### INPUT DATA:
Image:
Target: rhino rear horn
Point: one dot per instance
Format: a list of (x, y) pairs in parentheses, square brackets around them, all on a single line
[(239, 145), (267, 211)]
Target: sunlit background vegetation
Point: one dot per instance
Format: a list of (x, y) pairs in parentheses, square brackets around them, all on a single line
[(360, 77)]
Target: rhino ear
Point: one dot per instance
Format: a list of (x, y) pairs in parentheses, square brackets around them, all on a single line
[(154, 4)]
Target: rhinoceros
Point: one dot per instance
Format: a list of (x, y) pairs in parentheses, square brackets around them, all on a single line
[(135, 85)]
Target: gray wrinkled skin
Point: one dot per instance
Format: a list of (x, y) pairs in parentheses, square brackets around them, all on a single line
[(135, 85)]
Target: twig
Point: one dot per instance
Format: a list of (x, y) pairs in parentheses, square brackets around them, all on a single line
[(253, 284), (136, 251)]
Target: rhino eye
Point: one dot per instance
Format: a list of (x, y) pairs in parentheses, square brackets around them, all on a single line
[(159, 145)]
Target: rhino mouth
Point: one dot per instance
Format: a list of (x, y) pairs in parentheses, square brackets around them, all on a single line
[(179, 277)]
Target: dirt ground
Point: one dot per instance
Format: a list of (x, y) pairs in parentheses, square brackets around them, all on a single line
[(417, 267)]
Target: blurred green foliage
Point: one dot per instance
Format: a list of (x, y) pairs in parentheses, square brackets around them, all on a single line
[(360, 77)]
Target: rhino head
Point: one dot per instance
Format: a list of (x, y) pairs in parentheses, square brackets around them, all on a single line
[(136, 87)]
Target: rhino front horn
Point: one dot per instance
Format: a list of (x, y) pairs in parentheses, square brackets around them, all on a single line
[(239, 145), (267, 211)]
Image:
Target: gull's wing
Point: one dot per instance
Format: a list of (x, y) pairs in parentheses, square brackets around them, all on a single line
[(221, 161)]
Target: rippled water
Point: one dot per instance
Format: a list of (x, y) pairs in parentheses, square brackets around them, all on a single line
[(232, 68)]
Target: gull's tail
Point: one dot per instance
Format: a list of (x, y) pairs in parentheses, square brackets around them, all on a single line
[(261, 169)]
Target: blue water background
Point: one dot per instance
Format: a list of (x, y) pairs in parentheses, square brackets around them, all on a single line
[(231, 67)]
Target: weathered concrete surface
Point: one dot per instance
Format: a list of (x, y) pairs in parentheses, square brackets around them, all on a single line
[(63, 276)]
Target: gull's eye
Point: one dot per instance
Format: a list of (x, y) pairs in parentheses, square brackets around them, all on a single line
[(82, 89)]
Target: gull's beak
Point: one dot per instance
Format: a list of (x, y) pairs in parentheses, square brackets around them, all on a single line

### YOUR INSTRUCTIONS:
Repeat the material above in full. Change no word.

### TASK OUTPUT:
Image:
Target: rhino rear horn
Point: one dot per instance
Format: a list of (x, y) pairs in parentheses, square brackets around them, all on a single line
[(239, 145), (267, 211)]
Target: sunlit background vegetation
Point: one dot per instance
Format: a list of (x, y) pairs in parentheses, square brackets around them, all on a single line
[(360, 77)]
Target: rhino ear
Point: one dot per instance
Format: a list of (x, y) pairs in parentheses, square brackets around them, all on a single line
[(154, 4)]
Target: rhinoceros
Point: one dot per instance
Format: a list of (x, y) pairs in parentheses, square brackets around them, all on a single line
[(135, 85)]
Target: gray wrinkled skin
Point: one dot per instance
Format: a list of (x, y) pairs in parentheses, square brackets around them, all on a single line
[(135, 85)]
Target: twig
Point: one dot per instance
Format: a list of (x, y) pairs in parentheses, square brackets around them, all on a single line
[(253, 284), (136, 251)]
Target: rhino eye
Point: one dot per instance
Format: a list of (x, y) pairs in parentheses, square brackets around them, all on a single line
[(159, 145)]
Target: rhino mouth
Point: one dot per instance
Format: a list of (x, y) pairs in parentheses, square brackets around them, all on a single line
[(179, 277)]
Target: dirt ground
Point: one dot per instance
Format: a list of (x, y) pairs in parentheses, square brackets around them, all on a single line
[(417, 267)]
Target: blurred green foliage
Point: one dot per instance
Format: a list of (x, y) pairs in parentheses, square brackets around them, all on a single line
[(360, 77)]
Target: rhino head
Point: one dot per instance
Format: a list of (x, y) pairs in parentheses, square brackets around them, all on a single line
[(136, 87)]
Target: rhino front horn
Point: one dot per instance
Format: a list of (x, y) pairs in parentheses, square brackets around them, all on a single line
[(239, 145), (267, 211)]
Image:
Target: gull's wing
Point: one dot per instance
Format: a list of (x, y) pairs in parentheses, square brackets around them, all on a single line
[(221, 161)]
Target: rippled water
Point: one dot per instance
Format: a list of (x, y) pairs in parentheses, square brackets around them, all on a single line
[(232, 68)]
Target: gull's tail
Point: one dot per instance
Format: a list of (x, y) pairs in parentheses, square brackets around them, all on a single line
[(261, 169)]
Target: blue water background
Point: one dot per instance
Format: a list of (x, y) pairs in parentheses, square brackets around them, all on a single line
[(231, 67)]
Target: weathered concrete surface
Point: one dot per instance
Format: a list of (x, y) pairs in parentheses, square brackets around them, all on a single line
[(63, 276)]
Target: gull's eye
Point: one dot per instance
Format: a list of (x, y) pairs in parentheses, square brackets around them, all on a single line
[(82, 89)]
Target: gull's beak
Point: one dot per instance
Format: a list of (x, y) pairs in parentheses, square brackets around them, all on a single line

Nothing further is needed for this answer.